▶ **SHORT EXERCISE**:
Return every line in the data below that contains the string "tail".

Saved entries:
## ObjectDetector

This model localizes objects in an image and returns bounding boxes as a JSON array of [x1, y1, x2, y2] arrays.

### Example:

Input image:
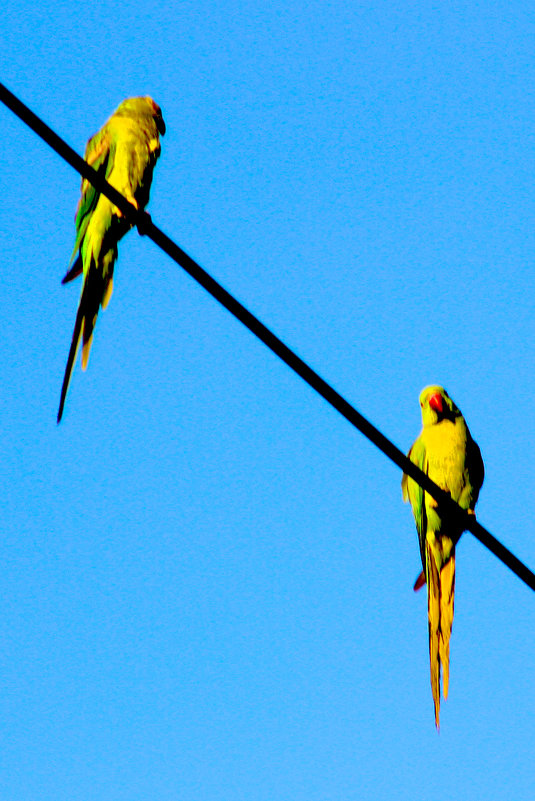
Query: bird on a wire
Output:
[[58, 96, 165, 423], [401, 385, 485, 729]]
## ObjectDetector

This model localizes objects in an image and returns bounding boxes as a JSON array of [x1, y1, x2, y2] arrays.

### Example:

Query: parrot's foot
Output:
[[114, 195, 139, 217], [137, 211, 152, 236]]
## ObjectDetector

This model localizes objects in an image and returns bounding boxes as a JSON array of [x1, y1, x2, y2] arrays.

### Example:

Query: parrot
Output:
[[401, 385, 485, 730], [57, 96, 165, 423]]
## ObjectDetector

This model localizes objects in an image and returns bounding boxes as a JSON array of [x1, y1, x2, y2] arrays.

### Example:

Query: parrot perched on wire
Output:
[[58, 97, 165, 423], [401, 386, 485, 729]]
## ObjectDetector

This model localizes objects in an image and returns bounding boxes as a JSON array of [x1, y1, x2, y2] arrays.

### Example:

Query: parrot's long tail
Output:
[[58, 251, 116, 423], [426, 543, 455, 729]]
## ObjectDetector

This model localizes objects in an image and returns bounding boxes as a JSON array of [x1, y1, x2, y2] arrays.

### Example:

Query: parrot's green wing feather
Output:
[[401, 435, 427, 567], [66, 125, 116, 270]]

* * *

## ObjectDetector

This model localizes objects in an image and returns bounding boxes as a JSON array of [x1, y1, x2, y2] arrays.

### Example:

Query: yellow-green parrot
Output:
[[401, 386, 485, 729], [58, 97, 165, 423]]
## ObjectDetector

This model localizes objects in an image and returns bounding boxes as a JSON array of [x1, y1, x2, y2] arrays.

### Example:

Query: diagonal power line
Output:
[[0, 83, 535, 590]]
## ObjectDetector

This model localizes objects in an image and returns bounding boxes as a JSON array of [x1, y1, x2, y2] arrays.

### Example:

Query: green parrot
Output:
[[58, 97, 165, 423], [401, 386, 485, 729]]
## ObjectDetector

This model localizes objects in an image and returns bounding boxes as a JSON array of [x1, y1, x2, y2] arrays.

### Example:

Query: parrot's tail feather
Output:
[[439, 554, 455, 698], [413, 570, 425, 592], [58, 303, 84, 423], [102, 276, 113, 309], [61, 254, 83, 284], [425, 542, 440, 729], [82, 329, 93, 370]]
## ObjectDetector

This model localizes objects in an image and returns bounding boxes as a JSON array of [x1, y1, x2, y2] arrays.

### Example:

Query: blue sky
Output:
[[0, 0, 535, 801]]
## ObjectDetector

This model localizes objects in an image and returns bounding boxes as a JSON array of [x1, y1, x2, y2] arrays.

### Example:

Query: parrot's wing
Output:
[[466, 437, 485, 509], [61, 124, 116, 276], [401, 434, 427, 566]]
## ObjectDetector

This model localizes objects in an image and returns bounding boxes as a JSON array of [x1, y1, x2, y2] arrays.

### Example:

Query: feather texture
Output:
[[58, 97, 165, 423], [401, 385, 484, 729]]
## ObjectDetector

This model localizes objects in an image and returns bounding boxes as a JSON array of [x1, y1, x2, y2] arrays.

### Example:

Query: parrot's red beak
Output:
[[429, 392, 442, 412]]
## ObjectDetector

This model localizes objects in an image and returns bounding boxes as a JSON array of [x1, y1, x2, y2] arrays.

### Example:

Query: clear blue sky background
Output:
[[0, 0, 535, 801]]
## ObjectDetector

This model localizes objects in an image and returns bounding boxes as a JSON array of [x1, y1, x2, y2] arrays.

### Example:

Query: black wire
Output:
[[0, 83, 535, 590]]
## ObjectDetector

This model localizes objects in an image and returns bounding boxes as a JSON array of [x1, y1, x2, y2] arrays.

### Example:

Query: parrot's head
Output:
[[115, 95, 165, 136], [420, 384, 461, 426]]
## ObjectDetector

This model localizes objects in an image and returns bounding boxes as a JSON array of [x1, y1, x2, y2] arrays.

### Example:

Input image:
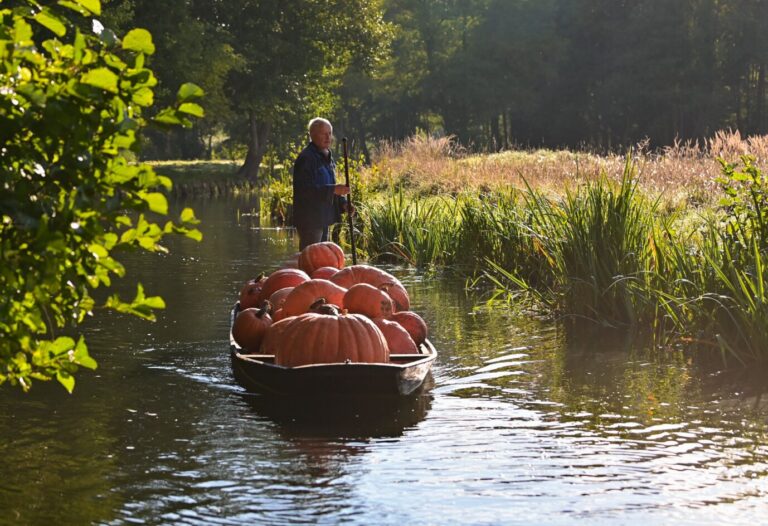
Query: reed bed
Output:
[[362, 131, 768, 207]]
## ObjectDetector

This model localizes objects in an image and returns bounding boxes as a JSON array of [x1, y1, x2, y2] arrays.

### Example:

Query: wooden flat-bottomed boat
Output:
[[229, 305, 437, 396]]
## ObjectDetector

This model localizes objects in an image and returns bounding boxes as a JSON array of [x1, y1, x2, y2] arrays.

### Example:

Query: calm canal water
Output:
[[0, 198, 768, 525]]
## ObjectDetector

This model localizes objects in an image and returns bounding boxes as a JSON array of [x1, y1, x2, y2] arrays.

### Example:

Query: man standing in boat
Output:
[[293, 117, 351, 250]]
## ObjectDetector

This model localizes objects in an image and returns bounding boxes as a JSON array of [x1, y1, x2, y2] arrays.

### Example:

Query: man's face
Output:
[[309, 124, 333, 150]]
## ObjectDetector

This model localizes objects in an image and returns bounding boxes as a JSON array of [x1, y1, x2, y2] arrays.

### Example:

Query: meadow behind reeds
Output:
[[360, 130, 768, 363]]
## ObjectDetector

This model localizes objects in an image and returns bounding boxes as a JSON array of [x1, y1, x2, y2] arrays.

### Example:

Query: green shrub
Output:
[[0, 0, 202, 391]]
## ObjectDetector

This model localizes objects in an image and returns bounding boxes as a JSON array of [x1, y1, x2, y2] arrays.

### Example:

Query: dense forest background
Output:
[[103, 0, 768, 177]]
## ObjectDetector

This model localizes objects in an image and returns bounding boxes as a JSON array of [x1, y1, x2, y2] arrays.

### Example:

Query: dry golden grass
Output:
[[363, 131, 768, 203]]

==

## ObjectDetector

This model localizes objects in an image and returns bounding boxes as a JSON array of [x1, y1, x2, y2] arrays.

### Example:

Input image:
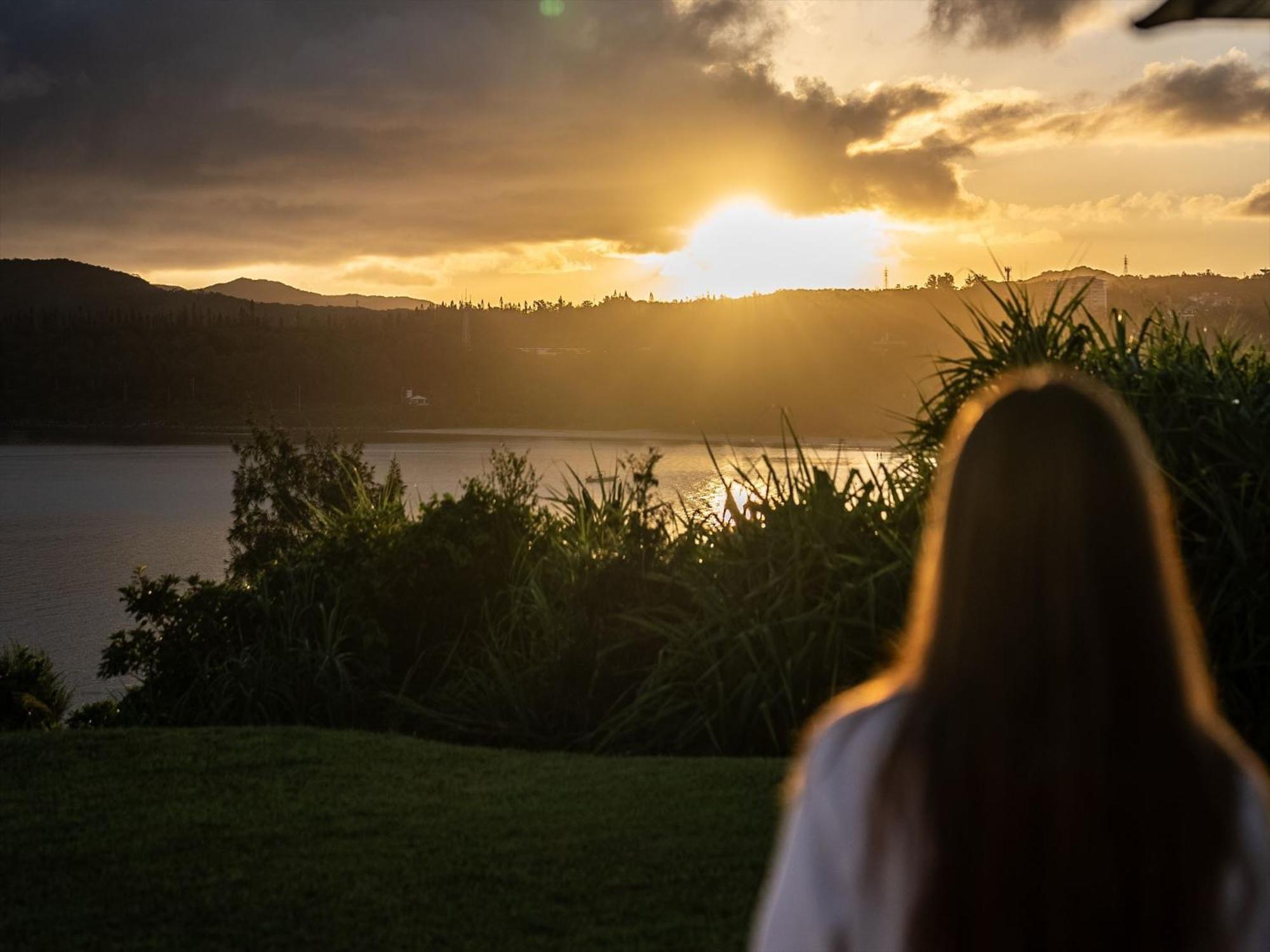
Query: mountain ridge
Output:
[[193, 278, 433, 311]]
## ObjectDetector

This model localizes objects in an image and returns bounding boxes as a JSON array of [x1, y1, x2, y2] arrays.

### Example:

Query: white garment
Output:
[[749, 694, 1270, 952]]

▶ **WRITTEN RESPONSE**:
Query: parrot's long tail
Query: parrot's tail feather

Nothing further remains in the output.